#### [Stated goal]
Write out the multi-layer RNN text below in full, word for word, and leave out the data that follows it.

#### [Text shown]
# Multi-Layer Recurrent Neural Network (RNN)

This implementation defines a **multi-layer RNN**.  
The network consists of:

- An **input layer** of size $d_\text{in}$.
- A sequence of **hidden recurrent layers** with dimensions specified by a list  
  $$
  [h_1, h_2, \dots, h_L]
  $$
  where each $h_\ell$ is the number of hidden units in layer $\ell$.
- An **output layer** of size $d_\text{out}$.

---

## Forward Dynamics

At each time step $t$, the network receives an input vector  
$$
x_t \in \mathbb{R}^{d_\text{in} \times 1}.
$$

Each hidden layer $\ell$ maintains its own hidden state $h_t^{(\ell)}$.  
The update rule for layer $\ell$ is:

$$
h_t^{(\ell)} = \tanh\!\left( W_{xh}^{(\ell)} z_t^{(\ell)} + W_{hh}^{(\ell)} h_{t-1}^{(\ell)} + b_h^{(\ell)} \right),
$$

where:
- $W_{xh}^{(\ell)} \in \mathbb{R}^{h_\ell \times d_\ell}$ are the input weights for layer $\ell$,
- $W_{hh}^{(\ell)} \in \mathbb{R}^{h_\ell \times h_\ell}$ are the recurrent weights between timesteps layer $\ell$,
- $b_h^{(\ell)} \in \mathbb{R}^{h_\ell \times 1}$ is the bias,
- $z_t^{(\ell)}$ is the input to this layer:
  - For the first layer, $z_t^{(1)} = x_t$,
  - For subsequent layers, $z_t^{(\ell)} = h_t^{(\ell-1)}$.

#### [Dataset records]
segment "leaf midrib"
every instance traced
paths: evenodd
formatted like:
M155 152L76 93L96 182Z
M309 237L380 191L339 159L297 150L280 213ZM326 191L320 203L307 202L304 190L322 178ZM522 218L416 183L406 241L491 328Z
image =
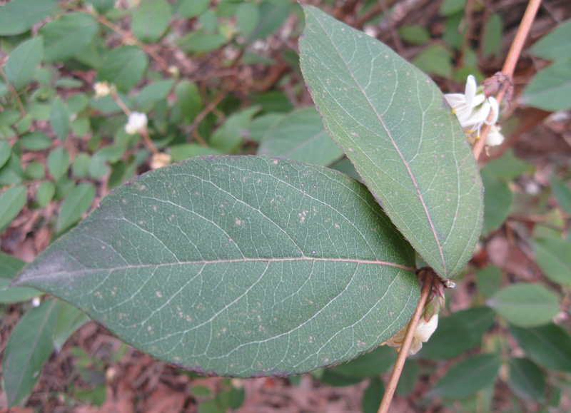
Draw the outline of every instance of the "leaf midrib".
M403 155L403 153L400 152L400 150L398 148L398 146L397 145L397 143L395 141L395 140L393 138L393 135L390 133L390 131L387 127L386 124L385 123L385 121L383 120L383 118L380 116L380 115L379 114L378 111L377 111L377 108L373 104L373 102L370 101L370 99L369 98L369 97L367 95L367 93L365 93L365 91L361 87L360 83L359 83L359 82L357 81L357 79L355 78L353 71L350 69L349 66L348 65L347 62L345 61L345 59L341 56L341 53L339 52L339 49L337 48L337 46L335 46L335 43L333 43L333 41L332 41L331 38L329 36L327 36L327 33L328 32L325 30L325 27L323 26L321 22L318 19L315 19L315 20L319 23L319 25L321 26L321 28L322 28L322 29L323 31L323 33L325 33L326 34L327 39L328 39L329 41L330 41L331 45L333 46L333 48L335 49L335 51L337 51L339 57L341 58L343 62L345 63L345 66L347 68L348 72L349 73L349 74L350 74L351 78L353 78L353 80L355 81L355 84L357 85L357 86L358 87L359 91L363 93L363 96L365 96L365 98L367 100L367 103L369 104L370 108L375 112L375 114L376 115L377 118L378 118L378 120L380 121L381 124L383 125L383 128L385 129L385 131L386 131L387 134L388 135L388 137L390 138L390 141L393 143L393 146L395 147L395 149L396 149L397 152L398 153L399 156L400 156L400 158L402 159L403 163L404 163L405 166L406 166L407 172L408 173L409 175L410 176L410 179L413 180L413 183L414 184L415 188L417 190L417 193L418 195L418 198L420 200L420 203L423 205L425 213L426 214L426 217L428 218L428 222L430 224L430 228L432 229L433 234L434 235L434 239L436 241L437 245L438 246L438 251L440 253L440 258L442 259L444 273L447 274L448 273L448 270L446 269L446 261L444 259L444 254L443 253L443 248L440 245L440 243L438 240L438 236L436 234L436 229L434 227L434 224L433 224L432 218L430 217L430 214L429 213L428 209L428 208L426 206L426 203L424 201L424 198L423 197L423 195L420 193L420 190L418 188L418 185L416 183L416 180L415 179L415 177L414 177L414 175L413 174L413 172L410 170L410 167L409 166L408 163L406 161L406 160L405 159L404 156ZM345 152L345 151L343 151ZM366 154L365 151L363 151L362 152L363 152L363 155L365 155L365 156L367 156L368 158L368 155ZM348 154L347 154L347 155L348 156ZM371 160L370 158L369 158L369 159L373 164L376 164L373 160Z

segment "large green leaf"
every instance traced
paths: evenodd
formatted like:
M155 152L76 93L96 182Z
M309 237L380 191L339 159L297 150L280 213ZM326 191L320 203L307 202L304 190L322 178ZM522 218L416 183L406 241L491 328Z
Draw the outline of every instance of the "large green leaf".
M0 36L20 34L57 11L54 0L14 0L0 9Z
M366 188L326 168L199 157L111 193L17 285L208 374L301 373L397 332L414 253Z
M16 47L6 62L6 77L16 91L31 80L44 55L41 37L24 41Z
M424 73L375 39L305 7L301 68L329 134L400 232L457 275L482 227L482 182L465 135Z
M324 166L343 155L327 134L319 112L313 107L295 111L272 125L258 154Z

--

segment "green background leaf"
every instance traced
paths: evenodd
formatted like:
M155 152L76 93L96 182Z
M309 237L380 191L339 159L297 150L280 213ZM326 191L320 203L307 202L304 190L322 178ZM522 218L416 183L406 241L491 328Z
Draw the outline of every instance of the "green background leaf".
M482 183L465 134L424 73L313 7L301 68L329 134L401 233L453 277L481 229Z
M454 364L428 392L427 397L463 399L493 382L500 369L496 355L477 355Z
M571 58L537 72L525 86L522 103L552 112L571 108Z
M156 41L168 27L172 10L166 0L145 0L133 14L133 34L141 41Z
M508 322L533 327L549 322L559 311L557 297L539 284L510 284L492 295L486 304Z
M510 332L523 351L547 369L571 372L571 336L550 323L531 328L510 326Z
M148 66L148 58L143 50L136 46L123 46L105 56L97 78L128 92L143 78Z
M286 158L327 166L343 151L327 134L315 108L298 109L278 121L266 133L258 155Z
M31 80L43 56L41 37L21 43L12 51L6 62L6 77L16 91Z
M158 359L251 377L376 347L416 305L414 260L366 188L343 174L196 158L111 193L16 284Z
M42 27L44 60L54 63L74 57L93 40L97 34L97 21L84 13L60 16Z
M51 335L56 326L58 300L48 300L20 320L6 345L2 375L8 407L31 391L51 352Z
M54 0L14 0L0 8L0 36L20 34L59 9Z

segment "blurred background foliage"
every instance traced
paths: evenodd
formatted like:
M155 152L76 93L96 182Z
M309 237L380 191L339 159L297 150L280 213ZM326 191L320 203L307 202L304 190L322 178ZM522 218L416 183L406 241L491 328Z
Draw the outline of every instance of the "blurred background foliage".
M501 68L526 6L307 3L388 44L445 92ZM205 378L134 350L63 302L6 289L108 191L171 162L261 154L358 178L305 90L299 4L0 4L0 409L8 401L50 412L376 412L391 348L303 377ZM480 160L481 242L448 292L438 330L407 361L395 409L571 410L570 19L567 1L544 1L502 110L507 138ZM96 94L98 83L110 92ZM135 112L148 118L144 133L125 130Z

#### [Task output]
# Multi-Layer Recurrent Neural Network (RNN)

This implementation defines a **multi-layer RNN**.  
The network consists of:

- An **input layer** of size $d_\text{in}$.
- A sequence of **hidden recurrent layers** with dimensions specified by a list  
  $$
  [h_1, h_2, \dots, h_L]
  $$
  where each $h_\ell$ is the number of hidden units in layer $\ell$.
- An **output layer** of size $d_\text{out}$.

---

## Forward Dynamics

At each time step $t$, the network receives an input vector  
$$
x_t \in \mathbb{R}^{d_\text{in} \times 1}.
$$

Each hidden layer $\ell$ maintains its own hidden state $h_t^{(\ell)}$.  
The update rule for layer $\ell$ is:

$$
h_t^{(\ell)} = \tanh\!\left( W_{xh}^{(\ell)} z_t^{(\ell)} + W_{hh}^{(\ell)} h_{t-1}^{(\ell)} + b_h^{(\ell)} \right),
$$

where:
- $W_{xh}^{(\ell)} \in \mathbb{R}^{h_\ell \times d_\ell}$ are the input weights for layer $\ell$,
- $W_{hh}^{(\ell)} \in \mathbb{R}^{h_\ell \times h_\ell}$ are the recurrent weights between timesteps layer $\ell$,
- $b_h^{(\ell)} \in \mathbb{R}^{h_\ell \times 1}$ is the bias,
- $z_t^{(\ell)}$ is the input to this layer:
  - For the first layer, $z_t^{(1)} = x_t$,
  - For subsequent layers, $z_t^{(\ell)} = h_t^{(\ell-1)}$.